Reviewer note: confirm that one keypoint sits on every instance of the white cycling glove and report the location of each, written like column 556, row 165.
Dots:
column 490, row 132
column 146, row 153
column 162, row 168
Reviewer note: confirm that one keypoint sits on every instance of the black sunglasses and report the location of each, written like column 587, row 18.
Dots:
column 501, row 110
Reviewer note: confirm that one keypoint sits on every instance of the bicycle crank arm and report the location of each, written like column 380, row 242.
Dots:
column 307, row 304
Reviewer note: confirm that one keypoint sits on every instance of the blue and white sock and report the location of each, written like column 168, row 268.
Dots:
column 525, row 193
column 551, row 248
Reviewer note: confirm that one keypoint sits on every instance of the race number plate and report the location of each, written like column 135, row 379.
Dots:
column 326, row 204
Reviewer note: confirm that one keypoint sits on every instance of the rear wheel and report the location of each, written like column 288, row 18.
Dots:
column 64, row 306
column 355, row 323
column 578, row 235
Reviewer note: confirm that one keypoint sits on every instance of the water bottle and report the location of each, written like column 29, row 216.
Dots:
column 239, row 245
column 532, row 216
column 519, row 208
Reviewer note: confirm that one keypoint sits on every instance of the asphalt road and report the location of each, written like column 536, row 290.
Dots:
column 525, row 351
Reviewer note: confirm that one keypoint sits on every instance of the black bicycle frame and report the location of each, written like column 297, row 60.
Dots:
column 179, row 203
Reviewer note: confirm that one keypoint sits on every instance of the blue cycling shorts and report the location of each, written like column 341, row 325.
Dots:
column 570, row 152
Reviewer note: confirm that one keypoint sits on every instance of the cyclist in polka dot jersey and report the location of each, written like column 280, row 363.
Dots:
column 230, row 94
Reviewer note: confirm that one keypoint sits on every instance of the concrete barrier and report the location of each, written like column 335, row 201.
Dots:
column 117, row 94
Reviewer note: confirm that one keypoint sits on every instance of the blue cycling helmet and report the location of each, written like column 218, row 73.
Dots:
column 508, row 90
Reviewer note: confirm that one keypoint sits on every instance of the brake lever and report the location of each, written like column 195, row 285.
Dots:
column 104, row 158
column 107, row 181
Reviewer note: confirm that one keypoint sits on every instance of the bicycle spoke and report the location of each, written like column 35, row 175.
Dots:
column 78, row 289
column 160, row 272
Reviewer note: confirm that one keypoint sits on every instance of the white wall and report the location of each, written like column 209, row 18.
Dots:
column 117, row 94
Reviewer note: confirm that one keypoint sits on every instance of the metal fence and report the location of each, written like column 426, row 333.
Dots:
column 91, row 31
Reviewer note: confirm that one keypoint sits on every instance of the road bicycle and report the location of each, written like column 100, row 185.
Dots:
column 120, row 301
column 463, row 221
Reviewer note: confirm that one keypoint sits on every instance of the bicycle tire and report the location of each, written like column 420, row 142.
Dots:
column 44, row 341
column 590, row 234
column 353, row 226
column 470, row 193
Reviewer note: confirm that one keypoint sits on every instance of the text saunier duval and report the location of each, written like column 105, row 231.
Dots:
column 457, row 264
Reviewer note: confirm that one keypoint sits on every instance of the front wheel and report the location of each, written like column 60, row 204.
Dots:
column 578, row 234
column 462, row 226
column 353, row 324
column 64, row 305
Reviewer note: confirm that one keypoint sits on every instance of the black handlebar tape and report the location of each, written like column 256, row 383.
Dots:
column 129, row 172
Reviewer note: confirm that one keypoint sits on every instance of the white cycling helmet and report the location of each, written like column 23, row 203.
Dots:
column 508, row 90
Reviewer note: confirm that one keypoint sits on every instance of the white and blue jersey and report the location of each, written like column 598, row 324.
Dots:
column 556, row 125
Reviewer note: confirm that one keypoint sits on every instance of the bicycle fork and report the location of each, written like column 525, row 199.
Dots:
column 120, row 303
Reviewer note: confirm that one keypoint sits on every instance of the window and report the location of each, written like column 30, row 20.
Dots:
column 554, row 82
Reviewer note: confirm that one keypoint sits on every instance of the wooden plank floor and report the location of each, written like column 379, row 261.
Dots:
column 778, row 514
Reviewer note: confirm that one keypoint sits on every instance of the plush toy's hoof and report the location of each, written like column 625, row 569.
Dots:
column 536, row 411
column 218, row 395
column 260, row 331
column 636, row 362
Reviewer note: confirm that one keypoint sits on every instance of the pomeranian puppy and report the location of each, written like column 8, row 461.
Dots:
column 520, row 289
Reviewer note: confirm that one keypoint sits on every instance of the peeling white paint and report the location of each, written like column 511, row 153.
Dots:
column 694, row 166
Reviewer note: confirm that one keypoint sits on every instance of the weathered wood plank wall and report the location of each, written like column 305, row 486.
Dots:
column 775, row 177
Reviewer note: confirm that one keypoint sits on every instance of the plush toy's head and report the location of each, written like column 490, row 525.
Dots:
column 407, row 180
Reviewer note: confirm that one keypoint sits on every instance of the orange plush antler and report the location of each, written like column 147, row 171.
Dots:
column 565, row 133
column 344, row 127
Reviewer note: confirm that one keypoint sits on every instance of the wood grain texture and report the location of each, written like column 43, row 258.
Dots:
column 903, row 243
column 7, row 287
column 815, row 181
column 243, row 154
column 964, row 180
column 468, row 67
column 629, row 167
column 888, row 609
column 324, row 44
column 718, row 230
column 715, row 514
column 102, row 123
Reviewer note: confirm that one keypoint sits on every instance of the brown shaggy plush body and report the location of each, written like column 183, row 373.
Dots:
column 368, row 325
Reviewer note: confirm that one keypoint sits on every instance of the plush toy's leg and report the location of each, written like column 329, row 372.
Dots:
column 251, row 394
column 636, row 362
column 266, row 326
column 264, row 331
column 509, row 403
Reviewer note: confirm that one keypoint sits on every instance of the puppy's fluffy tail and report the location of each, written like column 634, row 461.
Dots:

- - - -

## AIM OF THE EXERCISE
Among the lines above, find those with the string "black" and copy them.

## ANSWER SECTION
Reviewer note: confirm that one keypoint sits on every instance of the black sunglasses and report the location of each, written like column 587, row 18.
Reviewer note: confirm that one keypoint sits on every instance of the black bicycle frame and report the location of each, written like column 297, row 60.
Reviewer note: confirm that one keypoint sits on every instance of the black handlebar tape and report the location of each, written like column 256, row 383.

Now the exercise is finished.